Task to complete:
Can you show every line of the rows below that contains the word "mountain"? Case counts.

Dataset content:
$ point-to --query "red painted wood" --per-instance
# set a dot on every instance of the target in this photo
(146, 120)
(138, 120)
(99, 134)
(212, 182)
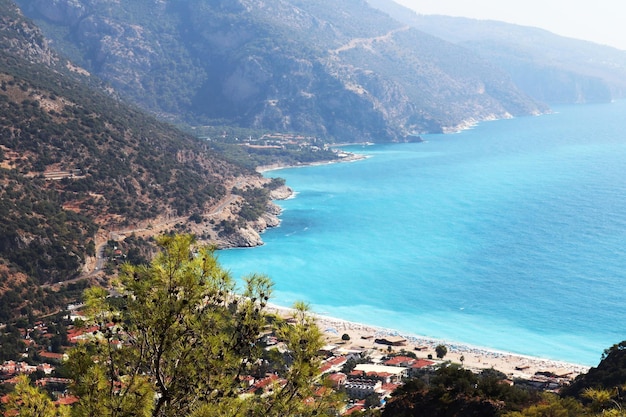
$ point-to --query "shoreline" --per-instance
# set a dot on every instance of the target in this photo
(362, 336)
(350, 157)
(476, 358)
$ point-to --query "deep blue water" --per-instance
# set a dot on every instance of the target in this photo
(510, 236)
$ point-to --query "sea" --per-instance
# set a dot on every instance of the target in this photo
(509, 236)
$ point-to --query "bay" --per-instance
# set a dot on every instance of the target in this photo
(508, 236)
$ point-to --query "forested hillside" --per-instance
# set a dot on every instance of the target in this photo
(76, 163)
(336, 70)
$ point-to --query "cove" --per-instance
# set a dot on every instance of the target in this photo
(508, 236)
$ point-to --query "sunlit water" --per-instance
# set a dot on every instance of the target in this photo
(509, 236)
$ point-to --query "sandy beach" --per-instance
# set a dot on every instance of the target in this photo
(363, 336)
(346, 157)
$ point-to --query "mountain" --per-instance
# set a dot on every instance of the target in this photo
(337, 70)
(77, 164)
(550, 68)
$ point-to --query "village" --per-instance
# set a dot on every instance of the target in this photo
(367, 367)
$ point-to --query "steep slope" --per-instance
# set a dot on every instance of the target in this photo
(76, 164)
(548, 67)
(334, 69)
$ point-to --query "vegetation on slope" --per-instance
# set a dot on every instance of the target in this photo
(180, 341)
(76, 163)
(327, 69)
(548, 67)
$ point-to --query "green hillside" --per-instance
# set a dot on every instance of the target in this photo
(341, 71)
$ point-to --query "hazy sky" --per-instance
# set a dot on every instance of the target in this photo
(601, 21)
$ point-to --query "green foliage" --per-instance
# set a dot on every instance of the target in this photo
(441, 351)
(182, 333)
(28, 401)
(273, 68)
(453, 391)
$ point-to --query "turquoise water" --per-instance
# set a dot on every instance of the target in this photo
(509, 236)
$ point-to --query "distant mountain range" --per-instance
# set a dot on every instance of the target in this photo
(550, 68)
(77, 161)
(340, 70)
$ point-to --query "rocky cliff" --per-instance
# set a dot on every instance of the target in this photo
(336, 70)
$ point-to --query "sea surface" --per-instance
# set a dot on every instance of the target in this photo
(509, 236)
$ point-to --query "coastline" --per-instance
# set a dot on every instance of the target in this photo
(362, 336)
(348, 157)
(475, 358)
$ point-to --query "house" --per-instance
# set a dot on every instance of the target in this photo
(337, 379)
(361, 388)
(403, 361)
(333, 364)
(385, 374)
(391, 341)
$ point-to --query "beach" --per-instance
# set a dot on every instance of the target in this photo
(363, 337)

Correct response:
$ point-to --query "mountain" --per-instance
$ point-to --query "distant mountain range" --per-instance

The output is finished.